> **TEXTO DO DOCUMENTO**
....

Stato, na Itália de Maquiavel obteve outro sentido. Não se tratava mais do estamento, mas da sociedade política independente. Não era submetida à soberania do papo ou do imperador.  Apesar da expressão ragion di stato nunca ter sido usada por Maquiavel, ela se encaixa muito bem com o seu pensamento, no qual à independência e à estabilidade dentro do Estado, tudo deve ser sacrificado, já que nelas está constituído o bem supremo da vida humana. O poder de governo é central na ação política que constitui uma técnica de conquista e mantenência do poder. Ele se desenvolve na pessoa do príncipe.

 

É importante que o príncipe tenha algumas qualidades pessoais (a virtù). Virtù é o Deus da Guerra em Roma, cujas “qualidades” são: ser inteligente, competente, imprevisível, planejador de estratégias alternativas. Caracteriza-se pelos aspectos usualmente de um varão: força física e insensibilidade. Caso seja volúvel, efeminado, leviano, pusilânime ou indeciso merece o desprezo. Ele não pode ter outro objetivo senão a arte da guerra, pois quando pensam mais nas delícias do que nas armas, perdem sua condição principesca. A guerra é a verdadeira profissão de todo governante e odiá-la só traz desvantagens.  A força do príncipe é medida primordialmente por sua rápida e oportuna capacidade de decidir. Não adianta ter mais opiniões do que força.  Assim, percebe-se que não são as leis que legitimam o uso da força pelo príncipe, mas o oposto.

 

Entretanto, o Estado, mesmo que fortemente armado, não deve desprezar o apoio religioso. Ele deve estar a serviço do poder civil, não o contrário.  No caso específico da Itália, Maquiavel aponta a imoralidade do clero romano como o motivo da irreligiosidade do povo. Isso representou um fator importante para a desunião endêmica entre as cidades. Na velha Roma, os governantes souberam usar muito bem a ferramenta da religião para contribuir com a ordem interna e com as ações no exterior.

 

Diante da soberania do Estado, o príncipe não necessita de autorização para engendrar ações. A importância do Estado sobressai até ao governante. É necessário o desenvolvimento do espírito patriótico e de um exército próprio.

....

Parte de um arquivo de dados:
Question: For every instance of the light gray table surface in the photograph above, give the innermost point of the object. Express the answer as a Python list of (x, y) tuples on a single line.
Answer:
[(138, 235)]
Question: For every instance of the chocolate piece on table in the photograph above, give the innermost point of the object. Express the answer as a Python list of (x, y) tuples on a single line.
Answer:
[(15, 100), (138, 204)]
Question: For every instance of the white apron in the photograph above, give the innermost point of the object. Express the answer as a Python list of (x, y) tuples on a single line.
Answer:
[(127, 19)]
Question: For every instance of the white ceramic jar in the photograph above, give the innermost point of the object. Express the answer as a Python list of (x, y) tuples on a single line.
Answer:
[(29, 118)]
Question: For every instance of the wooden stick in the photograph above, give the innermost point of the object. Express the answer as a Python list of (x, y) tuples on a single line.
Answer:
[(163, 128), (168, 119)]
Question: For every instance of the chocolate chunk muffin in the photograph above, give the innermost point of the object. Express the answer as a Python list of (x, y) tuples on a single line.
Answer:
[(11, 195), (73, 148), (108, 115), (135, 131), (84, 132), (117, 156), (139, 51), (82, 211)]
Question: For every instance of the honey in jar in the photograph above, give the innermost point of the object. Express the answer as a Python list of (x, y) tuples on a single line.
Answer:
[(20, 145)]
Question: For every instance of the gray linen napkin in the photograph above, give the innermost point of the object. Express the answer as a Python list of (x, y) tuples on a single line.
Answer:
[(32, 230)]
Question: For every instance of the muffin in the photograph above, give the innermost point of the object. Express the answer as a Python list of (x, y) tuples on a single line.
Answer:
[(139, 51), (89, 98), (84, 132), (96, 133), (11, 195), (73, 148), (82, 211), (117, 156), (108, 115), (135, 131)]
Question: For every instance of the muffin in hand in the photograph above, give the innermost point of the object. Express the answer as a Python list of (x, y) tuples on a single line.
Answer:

....

> **OBJETIVO A**
Segundo o texto sobre Maquiavel, por que o príncipe não pode ter outro objetivo senão a arte da guerra? Responda em uma a três frases.
> **OBJETIVO B**
Multiplique por 1,3 as coordenadas das respostas no trecho das entradas que começa no início delas e termina na linha que contém "[(138, 235)]", ambas as pontas incluídas. Arredonde para inteiros, com meios para cima, e reescreva apenas essas linhas, pedidos incluídos.
As entradas não têm relação com o texto.

> **SAÍDA COMPLETA A**
Porque, quando os príncipes pensam mais nas delícias do que nas armas, perdem sua condição principesca. O texto acrescenta que a guerra é a verdadeira profissão de todo governante e que odiá-la só traz desvantagens.

> **SAÍDA COMPLETA B**
Question: For every instance of the light gray table surface in the photograph above, give the innermost point of the object. Express the answer as a Python list of (x, y) tuples on a single line.
Answer:
[(179, 306)]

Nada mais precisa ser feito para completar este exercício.